**What to do**
Could you give the rows again, from the very start through the line that contains "[(249, 91), (451, 95), (97, 102), (352, 107)]", with "stone" switched to "brick" and nothing else changed? Return only that stretch, and leave out the pictures.

[Collected data entries]
---*---
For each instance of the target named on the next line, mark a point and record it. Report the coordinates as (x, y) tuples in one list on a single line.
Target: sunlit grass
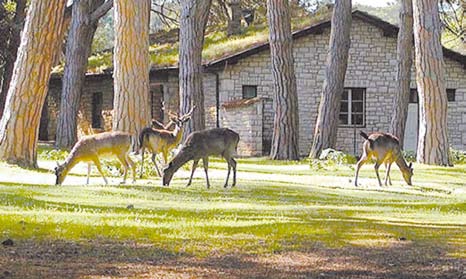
[(276, 207)]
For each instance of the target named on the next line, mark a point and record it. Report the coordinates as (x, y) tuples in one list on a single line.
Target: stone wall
[(372, 65), (246, 118)]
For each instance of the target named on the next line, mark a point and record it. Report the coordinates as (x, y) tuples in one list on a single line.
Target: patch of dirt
[(101, 259)]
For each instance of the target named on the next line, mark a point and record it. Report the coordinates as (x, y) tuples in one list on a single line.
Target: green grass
[(216, 45), (276, 207)]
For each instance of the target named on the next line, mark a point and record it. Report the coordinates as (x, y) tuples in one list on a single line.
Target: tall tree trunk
[(325, 133), (285, 145), (131, 62), (193, 19), (432, 145), (13, 44), (78, 47), (403, 76), (39, 41)]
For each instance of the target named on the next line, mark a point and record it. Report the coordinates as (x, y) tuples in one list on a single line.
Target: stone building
[(238, 90)]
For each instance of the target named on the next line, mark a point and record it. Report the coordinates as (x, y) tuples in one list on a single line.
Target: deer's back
[(102, 144), (382, 145), (215, 141), (156, 140)]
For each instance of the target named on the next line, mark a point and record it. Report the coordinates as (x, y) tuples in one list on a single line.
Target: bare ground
[(102, 259)]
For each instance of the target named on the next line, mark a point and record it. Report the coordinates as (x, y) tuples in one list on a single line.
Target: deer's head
[(408, 173), (59, 173)]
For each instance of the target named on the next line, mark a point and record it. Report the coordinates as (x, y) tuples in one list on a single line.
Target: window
[(249, 91), (451, 95), (97, 102), (352, 107)]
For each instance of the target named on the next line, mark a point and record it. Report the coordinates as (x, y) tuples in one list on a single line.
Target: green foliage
[(275, 208), (52, 154), (457, 156)]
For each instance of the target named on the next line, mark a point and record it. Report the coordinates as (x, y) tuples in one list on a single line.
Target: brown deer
[(384, 148), (200, 145), (90, 148), (163, 140)]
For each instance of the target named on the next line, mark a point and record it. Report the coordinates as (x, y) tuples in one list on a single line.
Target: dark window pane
[(249, 91), (344, 106), (345, 95), (357, 107), (357, 94), (451, 95), (343, 119), (357, 119), (413, 98)]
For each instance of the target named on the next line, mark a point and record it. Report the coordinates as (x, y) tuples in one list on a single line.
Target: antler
[(189, 114)]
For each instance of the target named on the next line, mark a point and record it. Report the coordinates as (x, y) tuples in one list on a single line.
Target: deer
[(90, 148), (163, 140), (384, 148), (200, 145)]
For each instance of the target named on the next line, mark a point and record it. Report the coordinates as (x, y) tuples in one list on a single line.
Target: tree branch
[(101, 11)]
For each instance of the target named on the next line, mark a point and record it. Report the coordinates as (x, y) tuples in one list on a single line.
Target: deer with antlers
[(384, 148), (90, 148), (200, 145), (163, 140)]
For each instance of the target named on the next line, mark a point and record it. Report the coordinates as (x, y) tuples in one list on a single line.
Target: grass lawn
[(282, 220)]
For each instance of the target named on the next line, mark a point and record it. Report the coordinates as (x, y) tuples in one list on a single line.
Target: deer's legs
[(142, 162), (387, 175), (358, 166), (155, 163), (133, 166), (99, 168), (205, 161), (233, 164), (195, 162), (88, 172), (376, 167), (229, 170), (124, 164)]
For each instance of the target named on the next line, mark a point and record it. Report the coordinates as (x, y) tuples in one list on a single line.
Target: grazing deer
[(163, 140), (201, 145), (90, 148), (385, 148)]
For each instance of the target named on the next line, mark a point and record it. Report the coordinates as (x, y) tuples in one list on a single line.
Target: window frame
[(244, 90), (350, 113)]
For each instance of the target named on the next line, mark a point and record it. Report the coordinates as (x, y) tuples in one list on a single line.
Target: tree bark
[(78, 48), (131, 62), (430, 76), (193, 19), (403, 75), (13, 44), (325, 133), (285, 136), (39, 42)]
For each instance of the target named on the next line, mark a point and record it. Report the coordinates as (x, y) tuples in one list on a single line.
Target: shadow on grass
[(101, 258)]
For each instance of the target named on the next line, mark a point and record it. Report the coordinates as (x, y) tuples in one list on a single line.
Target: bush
[(457, 156), (52, 154)]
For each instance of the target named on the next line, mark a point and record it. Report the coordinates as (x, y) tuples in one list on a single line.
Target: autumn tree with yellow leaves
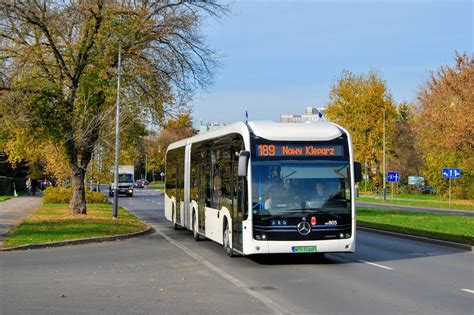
[(59, 63), (445, 125), (361, 103)]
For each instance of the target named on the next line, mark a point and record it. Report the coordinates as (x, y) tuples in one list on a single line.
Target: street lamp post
[(117, 136), (384, 165)]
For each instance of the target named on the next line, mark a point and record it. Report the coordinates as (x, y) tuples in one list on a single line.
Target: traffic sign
[(451, 172), (393, 177)]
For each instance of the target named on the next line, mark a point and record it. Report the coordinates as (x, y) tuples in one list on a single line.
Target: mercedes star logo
[(304, 228)]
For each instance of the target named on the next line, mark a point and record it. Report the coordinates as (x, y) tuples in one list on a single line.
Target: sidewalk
[(14, 210)]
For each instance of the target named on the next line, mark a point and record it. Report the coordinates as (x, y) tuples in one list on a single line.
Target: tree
[(404, 157), (445, 125), (358, 103), (59, 61)]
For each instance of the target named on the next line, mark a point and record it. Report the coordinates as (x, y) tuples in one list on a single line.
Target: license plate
[(304, 249)]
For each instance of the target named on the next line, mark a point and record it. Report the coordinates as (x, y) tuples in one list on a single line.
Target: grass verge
[(52, 223), (459, 205), (458, 229), (157, 187), (3, 198)]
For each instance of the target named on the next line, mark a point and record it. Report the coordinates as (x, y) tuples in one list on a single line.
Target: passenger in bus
[(277, 195), (318, 197), (217, 192)]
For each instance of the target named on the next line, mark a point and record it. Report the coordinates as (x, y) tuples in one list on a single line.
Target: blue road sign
[(451, 172), (393, 177)]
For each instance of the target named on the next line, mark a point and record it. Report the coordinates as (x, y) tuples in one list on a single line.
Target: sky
[(279, 57)]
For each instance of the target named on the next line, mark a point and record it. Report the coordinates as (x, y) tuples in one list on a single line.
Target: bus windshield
[(285, 188)]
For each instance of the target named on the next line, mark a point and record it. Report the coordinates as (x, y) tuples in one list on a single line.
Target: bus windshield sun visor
[(243, 163)]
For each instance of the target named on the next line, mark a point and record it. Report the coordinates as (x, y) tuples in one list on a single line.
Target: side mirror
[(243, 163), (357, 172)]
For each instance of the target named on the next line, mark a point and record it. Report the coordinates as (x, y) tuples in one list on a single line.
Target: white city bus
[(265, 187)]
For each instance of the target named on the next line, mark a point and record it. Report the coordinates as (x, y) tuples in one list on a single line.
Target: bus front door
[(237, 213)]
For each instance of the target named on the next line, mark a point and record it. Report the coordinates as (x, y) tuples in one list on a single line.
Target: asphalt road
[(386, 275)]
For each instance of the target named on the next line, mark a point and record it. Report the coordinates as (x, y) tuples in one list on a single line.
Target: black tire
[(226, 240), (196, 235)]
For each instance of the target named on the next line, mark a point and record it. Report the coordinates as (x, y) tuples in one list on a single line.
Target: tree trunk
[(77, 205)]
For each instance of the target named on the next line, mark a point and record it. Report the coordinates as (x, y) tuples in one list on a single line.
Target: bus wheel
[(227, 247), (196, 235)]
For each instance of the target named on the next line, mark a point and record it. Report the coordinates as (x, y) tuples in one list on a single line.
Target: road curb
[(418, 238), (147, 231)]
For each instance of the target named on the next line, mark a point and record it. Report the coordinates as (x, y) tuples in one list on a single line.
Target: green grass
[(3, 198), (445, 227), (429, 203), (52, 223)]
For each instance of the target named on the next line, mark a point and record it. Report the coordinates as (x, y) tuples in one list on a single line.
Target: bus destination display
[(298, 150)]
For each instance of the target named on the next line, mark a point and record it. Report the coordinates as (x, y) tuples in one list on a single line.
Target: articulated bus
[(264, 187)]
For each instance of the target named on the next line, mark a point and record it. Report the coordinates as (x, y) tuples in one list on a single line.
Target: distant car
[(139, 184), (428, 190)]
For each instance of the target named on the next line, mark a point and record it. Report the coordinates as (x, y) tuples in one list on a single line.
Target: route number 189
[(266, 150)]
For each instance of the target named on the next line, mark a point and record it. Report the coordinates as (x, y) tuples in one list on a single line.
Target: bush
[(63, 195)]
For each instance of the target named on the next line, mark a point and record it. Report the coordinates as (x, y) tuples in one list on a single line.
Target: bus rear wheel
[(227, 246)]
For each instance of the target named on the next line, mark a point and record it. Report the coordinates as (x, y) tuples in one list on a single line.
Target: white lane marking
[(374, 264), (277, 308)]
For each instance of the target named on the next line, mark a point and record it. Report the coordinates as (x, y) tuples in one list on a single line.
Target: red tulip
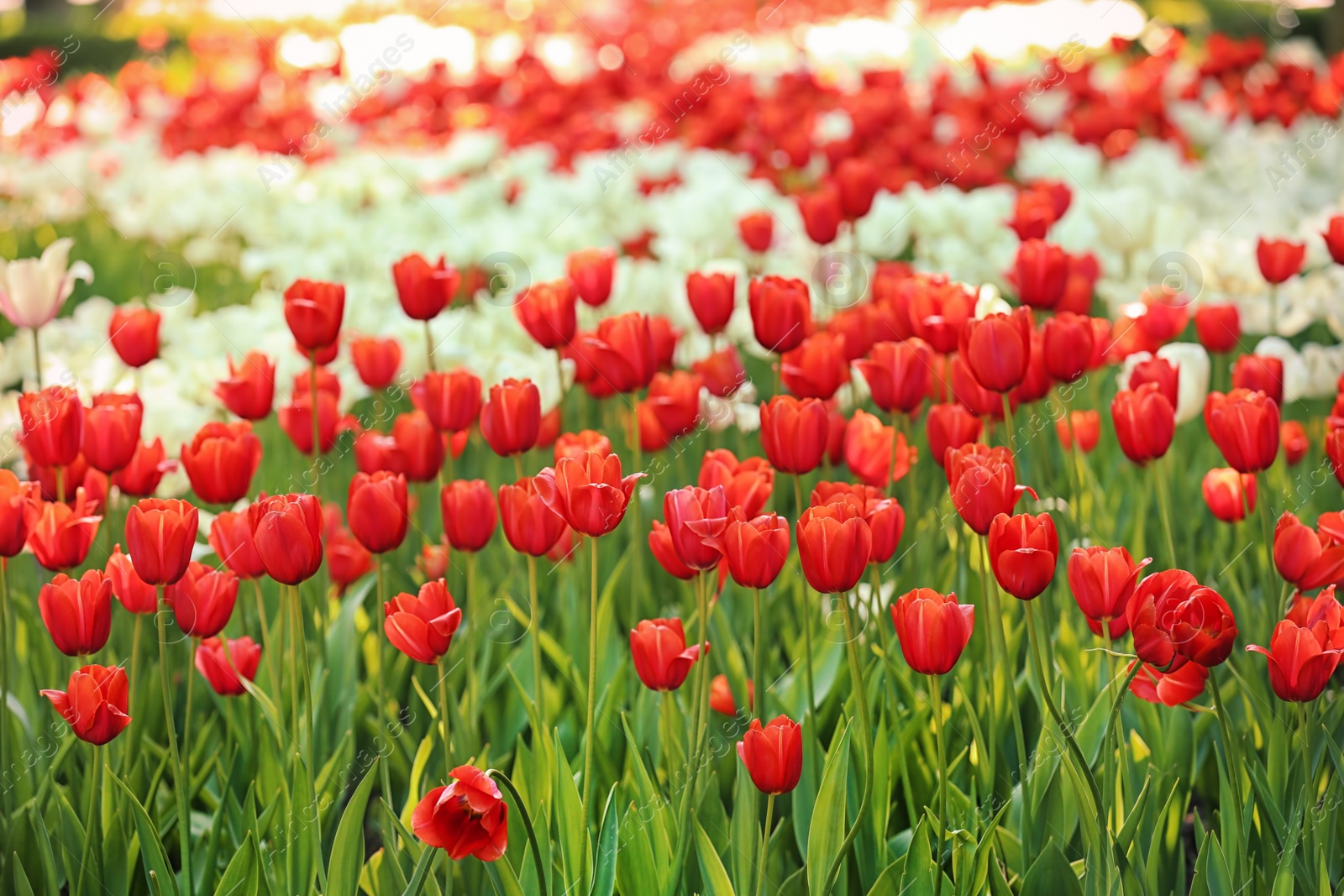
[(1229, 493), (512, 417), (420, 445), (53, 425), (202, 600), (781, 312), (423, 291), (951, 426), (134, 335), (1146, 422), (546, 312), (470, 513), (1257, 374), (662, 658), (1280, 258), (1169, 688), (696, 520), (94, 703), (313, 311), (376, 511), (1245, 427), (591, 270), (222, 459), (423, 625), (1175, 621), (468, 817), (748, 484), (1041, 273), (250, 389), (452, 401), (1218, 327), (288, 535), (757, 230), (933, 629), (793, 432), (376, 360), (77, 611), (711, 297), (223, 668), (983, 483), (835, 543), (60, 535), (1102, 582)]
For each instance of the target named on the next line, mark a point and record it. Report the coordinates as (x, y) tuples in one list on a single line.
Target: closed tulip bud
---*---
**Solution to this problem**
For each instance of the target named on the next line, mark a point and record it. Report the coordinates as (x, y) tuples in one list on a single line.
Target: sunlit grass
[(276, 207)]
For each instance of the target named on the next line, mark a point and record it. Report the coordinates as (x, y) tuples in one list on a single line.
Target: brick wall
[(372, 65), (246, 118)]
For each instance of the target named on the next line, mark a point and record it. Report the coordinates as (x, y) tuples in one list on a single line.
Target: patch of dirt
[(101, 259)]
For each instance of the target named on the next line, mark a point and record it. Report the coordinates as (x, y) tuples in one list on a single line.
Target: green grass
[(216, 45), (276, 207)]
For each instance of the target named on the next line, mark a point and record it. Report the coordinates as (x, y) tuples in one list on a single line.
Target: tall tree trunk
[(325, 133), (285, 145), (131, 62), (193, 19), (432, 145), (13, 44), (78, 47), (403, 76), (39, 41)]
For each instance of the target named on the next line, mark a point and record it. Report the coordinates as (x, y) tuples in one list on a single line.
Target: brick building
[(238, 90)]
For each instance of the target named on the next line, mark a point and record it. Report the coordinates as (x, y) tuples in one list on a single line.
Target: deer's back
[(102, 144), (382, 145), (215, 141), (156, 140)]
For each instance of the target named on the next line, mark a point and record it. Report the coordinates as (x, y) tuples in one list on a single line.
Target: bare ground
[(102, 259)]
For each instance of the target named on the next line, mark a point and record it. Report the coordinates as (x, y) tuples in one list on a single line.
Target: deer's head
[(408, 173), (59, 173)]
For each instance of the target named on the next line, mark a point and record it. Report the coordinates as (x, y) tuples in one list on a single line.
Target: window
[(249, 91), (451, 95), (97, 102), (352, 107)]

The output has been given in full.